Record extracts:
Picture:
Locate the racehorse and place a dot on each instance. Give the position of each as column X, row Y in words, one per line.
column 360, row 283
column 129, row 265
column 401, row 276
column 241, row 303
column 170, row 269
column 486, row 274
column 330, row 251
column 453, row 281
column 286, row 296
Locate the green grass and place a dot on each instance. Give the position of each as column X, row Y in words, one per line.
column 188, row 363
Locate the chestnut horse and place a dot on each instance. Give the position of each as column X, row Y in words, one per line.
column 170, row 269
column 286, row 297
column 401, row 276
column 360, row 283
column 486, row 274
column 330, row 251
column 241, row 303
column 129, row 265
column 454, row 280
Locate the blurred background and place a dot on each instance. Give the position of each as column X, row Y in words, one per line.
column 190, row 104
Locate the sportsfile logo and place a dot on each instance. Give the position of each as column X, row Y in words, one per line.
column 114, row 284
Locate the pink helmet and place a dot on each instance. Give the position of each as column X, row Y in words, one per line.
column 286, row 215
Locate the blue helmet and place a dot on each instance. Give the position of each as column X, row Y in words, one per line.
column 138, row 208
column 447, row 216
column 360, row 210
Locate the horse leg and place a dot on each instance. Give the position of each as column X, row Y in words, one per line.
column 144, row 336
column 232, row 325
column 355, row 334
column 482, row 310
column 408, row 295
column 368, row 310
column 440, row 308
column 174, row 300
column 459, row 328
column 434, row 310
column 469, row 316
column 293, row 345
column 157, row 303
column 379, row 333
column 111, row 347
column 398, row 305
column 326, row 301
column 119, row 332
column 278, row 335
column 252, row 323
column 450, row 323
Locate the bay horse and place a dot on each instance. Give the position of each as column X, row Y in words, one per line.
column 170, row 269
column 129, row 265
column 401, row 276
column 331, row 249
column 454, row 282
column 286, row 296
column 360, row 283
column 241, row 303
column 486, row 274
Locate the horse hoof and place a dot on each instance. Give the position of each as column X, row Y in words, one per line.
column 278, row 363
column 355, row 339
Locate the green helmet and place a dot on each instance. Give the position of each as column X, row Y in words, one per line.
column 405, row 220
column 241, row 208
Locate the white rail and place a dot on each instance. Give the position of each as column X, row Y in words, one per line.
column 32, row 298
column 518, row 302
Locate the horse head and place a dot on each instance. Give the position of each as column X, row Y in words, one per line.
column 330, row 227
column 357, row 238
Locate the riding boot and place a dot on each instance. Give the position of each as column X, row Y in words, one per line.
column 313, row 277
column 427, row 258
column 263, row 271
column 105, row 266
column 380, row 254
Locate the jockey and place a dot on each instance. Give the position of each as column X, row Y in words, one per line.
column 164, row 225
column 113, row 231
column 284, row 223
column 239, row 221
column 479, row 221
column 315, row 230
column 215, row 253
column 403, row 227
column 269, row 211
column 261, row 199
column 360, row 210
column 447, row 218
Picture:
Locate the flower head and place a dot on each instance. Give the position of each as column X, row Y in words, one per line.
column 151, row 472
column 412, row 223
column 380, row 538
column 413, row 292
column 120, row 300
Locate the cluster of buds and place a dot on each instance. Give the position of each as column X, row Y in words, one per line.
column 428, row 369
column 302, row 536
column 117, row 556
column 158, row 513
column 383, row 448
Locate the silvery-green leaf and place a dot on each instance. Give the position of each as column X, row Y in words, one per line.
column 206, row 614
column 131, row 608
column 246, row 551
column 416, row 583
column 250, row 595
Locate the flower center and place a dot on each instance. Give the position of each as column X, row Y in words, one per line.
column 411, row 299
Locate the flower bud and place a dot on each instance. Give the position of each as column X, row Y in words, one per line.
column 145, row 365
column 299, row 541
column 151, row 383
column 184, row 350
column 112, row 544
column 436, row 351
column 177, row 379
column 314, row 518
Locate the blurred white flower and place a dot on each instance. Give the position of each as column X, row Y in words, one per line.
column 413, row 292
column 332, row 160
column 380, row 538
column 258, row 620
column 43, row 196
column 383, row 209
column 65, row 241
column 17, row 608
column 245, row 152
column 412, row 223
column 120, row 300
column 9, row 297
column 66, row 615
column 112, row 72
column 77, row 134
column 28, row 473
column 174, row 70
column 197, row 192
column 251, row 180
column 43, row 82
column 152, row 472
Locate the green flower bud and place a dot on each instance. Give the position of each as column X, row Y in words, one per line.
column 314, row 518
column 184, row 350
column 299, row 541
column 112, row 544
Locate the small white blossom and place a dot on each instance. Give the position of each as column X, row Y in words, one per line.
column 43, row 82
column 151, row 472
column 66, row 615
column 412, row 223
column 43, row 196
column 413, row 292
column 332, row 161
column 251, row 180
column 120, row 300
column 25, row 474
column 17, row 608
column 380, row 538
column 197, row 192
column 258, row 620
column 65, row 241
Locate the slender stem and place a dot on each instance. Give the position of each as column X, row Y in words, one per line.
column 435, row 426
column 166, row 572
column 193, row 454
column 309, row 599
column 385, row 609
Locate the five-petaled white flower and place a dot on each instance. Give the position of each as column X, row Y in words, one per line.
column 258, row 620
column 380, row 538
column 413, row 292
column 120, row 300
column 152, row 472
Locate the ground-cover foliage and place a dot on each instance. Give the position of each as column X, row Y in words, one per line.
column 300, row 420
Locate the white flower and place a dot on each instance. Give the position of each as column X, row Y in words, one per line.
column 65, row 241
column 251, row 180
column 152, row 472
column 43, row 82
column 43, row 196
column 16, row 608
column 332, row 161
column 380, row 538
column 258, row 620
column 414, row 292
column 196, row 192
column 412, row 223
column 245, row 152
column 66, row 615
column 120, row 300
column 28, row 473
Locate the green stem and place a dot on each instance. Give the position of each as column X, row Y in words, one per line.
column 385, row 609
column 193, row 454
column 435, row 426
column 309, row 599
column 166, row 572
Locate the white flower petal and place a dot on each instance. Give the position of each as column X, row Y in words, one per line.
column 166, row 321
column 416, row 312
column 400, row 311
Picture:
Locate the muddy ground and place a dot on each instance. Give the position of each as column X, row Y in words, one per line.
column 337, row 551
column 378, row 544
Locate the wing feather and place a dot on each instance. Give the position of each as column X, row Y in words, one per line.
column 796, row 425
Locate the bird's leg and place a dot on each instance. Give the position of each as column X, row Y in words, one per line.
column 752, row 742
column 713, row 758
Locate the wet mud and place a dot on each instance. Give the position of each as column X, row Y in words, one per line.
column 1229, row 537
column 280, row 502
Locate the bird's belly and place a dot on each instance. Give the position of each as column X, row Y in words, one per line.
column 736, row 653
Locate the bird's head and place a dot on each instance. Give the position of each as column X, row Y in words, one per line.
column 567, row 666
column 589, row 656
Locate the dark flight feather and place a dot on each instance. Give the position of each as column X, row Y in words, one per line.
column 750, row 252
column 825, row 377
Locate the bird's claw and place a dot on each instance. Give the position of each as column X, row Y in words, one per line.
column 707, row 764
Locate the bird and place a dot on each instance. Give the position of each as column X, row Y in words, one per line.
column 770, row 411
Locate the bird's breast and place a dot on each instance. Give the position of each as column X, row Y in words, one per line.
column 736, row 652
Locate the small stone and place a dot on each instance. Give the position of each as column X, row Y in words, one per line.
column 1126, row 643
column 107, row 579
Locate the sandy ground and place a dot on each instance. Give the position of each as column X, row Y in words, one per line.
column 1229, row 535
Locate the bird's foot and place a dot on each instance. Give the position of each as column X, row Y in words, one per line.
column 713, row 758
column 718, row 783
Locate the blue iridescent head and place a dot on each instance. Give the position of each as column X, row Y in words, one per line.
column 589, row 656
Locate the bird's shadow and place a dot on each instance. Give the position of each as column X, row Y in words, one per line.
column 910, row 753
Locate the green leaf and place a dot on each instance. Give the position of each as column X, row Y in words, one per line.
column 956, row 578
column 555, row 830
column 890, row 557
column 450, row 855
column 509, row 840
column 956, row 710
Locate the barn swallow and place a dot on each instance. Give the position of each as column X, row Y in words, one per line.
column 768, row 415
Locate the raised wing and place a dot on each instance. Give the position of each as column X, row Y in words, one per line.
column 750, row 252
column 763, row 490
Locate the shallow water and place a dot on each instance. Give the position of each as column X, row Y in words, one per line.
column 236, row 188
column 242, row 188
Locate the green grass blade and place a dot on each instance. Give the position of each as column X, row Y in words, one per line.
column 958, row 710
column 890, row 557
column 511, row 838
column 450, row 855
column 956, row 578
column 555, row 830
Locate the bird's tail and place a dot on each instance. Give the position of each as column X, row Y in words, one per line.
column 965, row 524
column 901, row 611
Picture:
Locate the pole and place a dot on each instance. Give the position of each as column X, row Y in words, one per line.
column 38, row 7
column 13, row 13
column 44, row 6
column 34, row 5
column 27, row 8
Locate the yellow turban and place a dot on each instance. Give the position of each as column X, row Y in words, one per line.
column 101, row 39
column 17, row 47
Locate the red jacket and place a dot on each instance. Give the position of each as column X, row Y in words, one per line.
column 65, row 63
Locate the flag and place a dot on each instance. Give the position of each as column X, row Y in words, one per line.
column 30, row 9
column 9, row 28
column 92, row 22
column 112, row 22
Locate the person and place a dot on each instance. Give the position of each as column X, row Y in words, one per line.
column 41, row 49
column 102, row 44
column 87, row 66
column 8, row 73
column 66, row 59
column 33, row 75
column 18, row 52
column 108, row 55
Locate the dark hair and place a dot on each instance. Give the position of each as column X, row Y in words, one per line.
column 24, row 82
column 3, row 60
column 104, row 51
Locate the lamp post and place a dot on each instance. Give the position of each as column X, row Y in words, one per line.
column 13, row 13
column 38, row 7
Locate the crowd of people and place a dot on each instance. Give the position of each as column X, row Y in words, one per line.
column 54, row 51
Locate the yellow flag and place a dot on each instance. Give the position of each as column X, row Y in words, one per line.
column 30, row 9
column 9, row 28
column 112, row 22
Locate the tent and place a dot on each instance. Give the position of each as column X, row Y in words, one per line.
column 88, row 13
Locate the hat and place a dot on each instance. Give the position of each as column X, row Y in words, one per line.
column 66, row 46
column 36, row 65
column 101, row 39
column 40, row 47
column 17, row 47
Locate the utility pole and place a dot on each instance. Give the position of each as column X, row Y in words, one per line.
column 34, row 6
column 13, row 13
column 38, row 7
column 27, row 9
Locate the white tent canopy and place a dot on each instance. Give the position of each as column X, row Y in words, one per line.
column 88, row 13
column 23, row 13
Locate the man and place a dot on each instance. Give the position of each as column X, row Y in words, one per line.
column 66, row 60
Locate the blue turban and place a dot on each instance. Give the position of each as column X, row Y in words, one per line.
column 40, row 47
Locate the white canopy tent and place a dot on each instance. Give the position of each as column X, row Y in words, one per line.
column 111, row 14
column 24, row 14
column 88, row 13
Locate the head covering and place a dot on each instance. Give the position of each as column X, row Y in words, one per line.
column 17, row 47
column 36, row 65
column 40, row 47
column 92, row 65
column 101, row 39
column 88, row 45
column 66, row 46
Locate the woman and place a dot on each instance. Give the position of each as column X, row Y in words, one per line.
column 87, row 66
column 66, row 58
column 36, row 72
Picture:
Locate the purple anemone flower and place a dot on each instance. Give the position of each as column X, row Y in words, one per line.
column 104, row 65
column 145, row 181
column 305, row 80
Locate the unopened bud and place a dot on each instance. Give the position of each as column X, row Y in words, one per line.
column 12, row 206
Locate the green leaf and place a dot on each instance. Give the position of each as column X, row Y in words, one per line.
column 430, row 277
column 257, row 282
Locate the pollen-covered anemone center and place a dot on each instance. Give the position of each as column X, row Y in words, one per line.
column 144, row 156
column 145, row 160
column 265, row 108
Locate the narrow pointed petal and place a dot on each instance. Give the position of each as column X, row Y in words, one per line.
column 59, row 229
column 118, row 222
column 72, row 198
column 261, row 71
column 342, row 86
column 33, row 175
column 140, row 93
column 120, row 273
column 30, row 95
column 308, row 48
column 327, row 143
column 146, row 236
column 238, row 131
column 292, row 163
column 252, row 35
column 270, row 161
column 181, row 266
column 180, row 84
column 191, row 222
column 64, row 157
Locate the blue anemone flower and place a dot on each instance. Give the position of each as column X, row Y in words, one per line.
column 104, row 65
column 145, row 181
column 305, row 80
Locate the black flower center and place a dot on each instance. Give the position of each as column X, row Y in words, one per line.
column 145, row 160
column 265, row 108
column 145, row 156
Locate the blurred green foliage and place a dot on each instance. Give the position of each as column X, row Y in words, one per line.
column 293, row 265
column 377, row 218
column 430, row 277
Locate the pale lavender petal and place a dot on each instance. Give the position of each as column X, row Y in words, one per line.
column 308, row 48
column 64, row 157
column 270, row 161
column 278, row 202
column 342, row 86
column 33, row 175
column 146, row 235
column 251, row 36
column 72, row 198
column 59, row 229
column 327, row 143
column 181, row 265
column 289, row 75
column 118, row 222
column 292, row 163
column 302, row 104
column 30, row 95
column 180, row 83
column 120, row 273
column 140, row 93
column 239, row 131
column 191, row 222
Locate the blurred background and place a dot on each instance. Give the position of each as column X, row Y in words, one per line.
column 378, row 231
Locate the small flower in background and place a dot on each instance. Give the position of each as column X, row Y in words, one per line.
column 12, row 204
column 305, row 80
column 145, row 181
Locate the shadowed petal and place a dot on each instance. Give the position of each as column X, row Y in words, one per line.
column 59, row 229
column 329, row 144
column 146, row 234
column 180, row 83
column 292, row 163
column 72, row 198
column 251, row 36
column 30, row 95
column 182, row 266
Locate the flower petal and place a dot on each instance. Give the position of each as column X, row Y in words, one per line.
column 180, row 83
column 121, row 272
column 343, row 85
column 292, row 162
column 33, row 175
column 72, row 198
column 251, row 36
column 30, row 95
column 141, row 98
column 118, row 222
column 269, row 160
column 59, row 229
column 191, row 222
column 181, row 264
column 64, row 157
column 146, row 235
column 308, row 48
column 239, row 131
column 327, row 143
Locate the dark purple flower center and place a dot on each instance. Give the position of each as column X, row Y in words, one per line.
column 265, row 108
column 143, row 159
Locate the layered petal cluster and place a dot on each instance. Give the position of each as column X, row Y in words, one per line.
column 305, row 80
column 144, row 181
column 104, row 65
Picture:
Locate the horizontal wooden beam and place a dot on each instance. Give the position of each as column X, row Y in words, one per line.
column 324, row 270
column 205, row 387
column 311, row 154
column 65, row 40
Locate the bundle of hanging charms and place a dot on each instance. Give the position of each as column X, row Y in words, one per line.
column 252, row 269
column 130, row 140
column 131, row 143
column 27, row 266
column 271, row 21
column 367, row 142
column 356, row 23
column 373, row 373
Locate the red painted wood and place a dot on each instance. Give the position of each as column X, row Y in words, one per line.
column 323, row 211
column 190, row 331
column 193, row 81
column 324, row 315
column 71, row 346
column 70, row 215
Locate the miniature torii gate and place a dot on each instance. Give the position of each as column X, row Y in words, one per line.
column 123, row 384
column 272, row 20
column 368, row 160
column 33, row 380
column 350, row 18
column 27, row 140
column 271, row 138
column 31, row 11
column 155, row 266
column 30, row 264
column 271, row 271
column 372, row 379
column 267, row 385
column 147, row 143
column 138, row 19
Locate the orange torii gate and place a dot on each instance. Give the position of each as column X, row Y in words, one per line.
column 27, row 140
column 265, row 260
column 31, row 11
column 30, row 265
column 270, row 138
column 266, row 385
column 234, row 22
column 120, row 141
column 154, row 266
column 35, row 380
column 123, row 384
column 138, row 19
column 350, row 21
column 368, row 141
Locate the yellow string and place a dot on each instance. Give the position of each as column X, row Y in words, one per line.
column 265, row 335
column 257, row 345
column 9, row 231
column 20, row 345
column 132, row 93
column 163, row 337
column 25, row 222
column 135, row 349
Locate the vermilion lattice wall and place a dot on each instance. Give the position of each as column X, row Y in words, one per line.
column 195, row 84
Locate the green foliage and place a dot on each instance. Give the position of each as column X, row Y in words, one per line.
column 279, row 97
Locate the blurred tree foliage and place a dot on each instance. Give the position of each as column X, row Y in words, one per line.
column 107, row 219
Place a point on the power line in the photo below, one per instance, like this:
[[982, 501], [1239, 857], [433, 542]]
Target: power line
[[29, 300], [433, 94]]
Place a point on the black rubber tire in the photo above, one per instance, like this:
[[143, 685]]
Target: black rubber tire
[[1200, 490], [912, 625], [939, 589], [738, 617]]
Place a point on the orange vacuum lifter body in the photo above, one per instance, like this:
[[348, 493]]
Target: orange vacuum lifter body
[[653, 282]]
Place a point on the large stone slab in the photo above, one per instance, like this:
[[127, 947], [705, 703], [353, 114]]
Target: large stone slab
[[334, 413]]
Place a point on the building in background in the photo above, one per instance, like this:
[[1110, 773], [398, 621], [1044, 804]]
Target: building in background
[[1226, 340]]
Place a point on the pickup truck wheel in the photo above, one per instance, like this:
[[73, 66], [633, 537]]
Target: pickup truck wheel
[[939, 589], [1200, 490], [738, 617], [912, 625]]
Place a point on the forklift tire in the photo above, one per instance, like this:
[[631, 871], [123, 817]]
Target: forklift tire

Description of the task: Look back at the entries above. Retype the line with "Locate the blurred tree", the line with "[[143, 685]]", and all lines in between.

Reply:
Locate the blurred tree foliage and place a dot on each instance. Give the position of each as column X, row Y in words, one per line.
column 107, row 219
Place a point on the power line in the photo below, one per instance, like this:
[[982, 501], [1239, 857], [433, 542]]
Target: power line
[[29, 300], [433, 94]]
Place a point on the black rubber tire in the photo above, one per instance, like this:
[[143, 685]]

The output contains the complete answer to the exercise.